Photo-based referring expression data
BEGIN
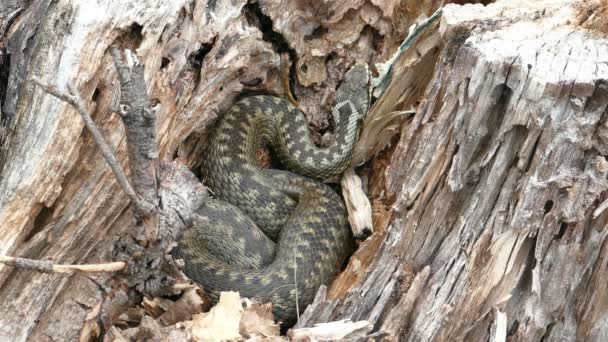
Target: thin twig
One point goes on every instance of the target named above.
(48, 266)
(600, 209)
(295, 280)
(76, 101)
END
▸ Work order
Leave out every picture and transcribe the remaining entries exactly.

▸ Completed task
Target: thin twig
One point goes on every instance of the target named above.
(48, 266)
(600, 209)
(295, 280)
(76, 101)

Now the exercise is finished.